■ SUPPLIED INFORMATION
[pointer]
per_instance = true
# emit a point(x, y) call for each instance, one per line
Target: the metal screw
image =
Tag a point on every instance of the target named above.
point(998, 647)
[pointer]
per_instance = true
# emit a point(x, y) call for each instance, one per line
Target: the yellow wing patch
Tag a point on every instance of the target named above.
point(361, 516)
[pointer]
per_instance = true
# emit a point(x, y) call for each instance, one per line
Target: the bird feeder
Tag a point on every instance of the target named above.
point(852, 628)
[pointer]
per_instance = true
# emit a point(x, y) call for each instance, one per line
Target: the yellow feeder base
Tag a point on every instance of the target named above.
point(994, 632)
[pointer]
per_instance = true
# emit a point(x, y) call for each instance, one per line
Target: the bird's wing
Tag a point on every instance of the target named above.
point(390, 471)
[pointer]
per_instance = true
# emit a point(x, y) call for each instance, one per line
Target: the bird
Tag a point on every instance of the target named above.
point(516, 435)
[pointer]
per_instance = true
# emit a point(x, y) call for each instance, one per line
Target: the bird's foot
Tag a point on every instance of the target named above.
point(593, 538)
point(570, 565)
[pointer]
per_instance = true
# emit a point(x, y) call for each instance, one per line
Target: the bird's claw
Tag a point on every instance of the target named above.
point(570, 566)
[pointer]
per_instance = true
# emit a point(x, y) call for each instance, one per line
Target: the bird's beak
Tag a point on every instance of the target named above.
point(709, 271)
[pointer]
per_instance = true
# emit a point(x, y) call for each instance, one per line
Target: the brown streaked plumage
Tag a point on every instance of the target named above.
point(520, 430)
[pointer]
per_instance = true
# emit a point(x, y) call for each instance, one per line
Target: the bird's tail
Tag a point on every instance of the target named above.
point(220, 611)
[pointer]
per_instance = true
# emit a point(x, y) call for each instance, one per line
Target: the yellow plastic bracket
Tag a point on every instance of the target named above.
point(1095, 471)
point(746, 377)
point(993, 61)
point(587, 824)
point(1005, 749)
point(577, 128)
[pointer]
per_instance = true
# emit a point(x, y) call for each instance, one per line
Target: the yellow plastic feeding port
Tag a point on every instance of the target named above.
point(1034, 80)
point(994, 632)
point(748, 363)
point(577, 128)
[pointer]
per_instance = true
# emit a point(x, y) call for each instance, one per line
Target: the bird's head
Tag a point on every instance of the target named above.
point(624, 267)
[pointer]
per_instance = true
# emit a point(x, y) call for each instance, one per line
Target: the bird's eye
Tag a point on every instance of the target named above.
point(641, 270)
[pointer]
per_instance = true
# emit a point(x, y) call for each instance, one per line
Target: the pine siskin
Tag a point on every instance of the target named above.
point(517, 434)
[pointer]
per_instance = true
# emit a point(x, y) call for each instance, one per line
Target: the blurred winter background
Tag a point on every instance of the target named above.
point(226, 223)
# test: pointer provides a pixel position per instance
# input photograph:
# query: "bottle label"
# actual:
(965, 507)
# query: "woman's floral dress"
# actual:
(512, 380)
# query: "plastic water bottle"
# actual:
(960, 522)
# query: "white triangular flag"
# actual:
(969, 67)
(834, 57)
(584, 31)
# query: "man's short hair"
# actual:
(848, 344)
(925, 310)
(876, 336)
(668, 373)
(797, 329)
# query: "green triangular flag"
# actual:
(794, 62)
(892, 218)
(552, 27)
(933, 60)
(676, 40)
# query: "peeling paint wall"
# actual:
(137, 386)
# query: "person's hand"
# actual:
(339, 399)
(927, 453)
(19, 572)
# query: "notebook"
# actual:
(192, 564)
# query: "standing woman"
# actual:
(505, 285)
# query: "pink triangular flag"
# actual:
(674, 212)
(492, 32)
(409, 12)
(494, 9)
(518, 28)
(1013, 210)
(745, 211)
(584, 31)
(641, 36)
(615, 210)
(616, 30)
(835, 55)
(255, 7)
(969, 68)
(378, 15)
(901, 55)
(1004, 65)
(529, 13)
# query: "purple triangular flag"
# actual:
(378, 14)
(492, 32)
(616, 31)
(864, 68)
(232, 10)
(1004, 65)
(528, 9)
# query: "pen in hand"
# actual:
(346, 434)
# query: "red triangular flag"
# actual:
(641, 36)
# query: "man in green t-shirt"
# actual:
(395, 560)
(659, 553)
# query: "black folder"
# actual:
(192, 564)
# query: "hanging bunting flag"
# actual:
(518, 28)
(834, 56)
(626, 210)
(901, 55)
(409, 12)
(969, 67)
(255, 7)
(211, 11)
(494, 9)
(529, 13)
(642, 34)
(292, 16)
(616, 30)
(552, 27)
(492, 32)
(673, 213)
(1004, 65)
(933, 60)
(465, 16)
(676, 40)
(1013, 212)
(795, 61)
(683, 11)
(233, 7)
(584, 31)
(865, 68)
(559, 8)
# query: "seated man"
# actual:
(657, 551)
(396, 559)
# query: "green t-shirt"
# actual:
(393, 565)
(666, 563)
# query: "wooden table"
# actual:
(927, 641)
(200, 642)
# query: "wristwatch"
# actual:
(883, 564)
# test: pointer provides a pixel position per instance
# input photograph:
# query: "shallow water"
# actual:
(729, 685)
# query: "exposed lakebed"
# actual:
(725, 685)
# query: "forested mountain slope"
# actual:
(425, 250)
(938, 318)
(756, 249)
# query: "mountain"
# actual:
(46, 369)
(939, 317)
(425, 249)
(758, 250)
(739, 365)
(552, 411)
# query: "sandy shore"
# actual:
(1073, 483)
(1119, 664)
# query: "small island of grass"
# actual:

■ TASK ITEM
The answer to this exercise is one number: how many lines of the records above contain the string "woman".

■ SOLVED EXERCISE
2